Excerpts from a dataset:
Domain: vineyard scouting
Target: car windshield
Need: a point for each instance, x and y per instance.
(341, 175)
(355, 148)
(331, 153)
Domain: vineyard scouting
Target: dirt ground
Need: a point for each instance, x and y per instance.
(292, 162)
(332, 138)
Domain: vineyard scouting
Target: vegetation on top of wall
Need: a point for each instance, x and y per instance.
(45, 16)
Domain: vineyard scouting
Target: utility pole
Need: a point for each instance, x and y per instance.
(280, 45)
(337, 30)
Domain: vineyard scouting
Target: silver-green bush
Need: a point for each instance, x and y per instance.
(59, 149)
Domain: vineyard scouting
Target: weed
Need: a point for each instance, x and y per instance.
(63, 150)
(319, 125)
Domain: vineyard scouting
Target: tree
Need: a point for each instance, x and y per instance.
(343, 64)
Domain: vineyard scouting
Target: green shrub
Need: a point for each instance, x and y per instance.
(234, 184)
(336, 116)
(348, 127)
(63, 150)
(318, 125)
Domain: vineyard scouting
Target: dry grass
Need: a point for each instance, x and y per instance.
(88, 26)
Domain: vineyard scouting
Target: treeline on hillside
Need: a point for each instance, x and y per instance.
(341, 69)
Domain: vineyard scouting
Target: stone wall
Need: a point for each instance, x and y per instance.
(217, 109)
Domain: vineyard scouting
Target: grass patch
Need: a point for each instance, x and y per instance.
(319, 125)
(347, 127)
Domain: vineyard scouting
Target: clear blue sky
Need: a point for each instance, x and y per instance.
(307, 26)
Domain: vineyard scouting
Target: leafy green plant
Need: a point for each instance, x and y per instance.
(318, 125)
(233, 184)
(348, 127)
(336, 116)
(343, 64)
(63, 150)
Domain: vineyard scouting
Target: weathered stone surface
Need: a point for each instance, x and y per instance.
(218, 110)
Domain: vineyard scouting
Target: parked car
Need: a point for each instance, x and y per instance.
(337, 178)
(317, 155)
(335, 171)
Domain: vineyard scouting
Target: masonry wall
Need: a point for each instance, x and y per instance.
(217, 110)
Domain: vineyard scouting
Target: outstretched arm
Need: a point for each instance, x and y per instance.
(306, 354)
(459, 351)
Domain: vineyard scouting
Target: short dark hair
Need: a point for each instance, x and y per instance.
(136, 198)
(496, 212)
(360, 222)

What is needed
Each line in the entries above that includes the word "stone" counts once; state the total and nothing else.

Completed task
2